§ **Text excerpt**
%%

12. On May 13, 2014, issues were framed in the suit. On July 16, 2014 witness action commenced. On January 27, 2015, the learned Judge hearing suits, suggested fresh issues.

13. Goutam had filed an application for injunction being GA no. 929 of 1997 wherein, a learned Judge had passed an order dated May 11, 2001, to the effect that "the defendant nos. 1 and 3 are restrained by an order of injunction from dealing with or disposing of or encumbering or dealing in any manner whatsoever or to create any further third party right in respect of premises no. 24/2 Alipore Road, Calcutta- 700 027 till disposal of the suit".

%%

§ **Goal a**
Rewrite the records in full, replacing "glass office tower" with "parking garage" throughout and changing nothing else.
The court excerpt and the records are unrelated to each other.

§ **Entries**
%%

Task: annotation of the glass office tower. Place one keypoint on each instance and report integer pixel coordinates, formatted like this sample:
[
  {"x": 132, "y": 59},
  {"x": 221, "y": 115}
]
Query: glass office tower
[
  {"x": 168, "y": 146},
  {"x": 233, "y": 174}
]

%%

§ **Goal b**
Answer these from the court excerpt:
(i) On what date did witness action commence?
(ii) On what date was the injunction order in GA no. 929 of 1997 passed?
(iii) Which premises does that injunction order cover?

§ **Written solution a**
Task: annotation of the parking garage. Place one keypoint on each instance and report integer pixel coordinates, formatted like this sample:
[
  {"x": 132, "y": 59},
  {"x": 221, "y": 115}
]
Query: parking garage
[
  {"x": 168, "y": 146},
  {"x": 233, "y": 174}
]

§ **Written solution b**
(i) July 16, 2014
(ii) May 11, 2001
(iii) Premises no. 24/2 Alipore Road, Calcutta- 700 027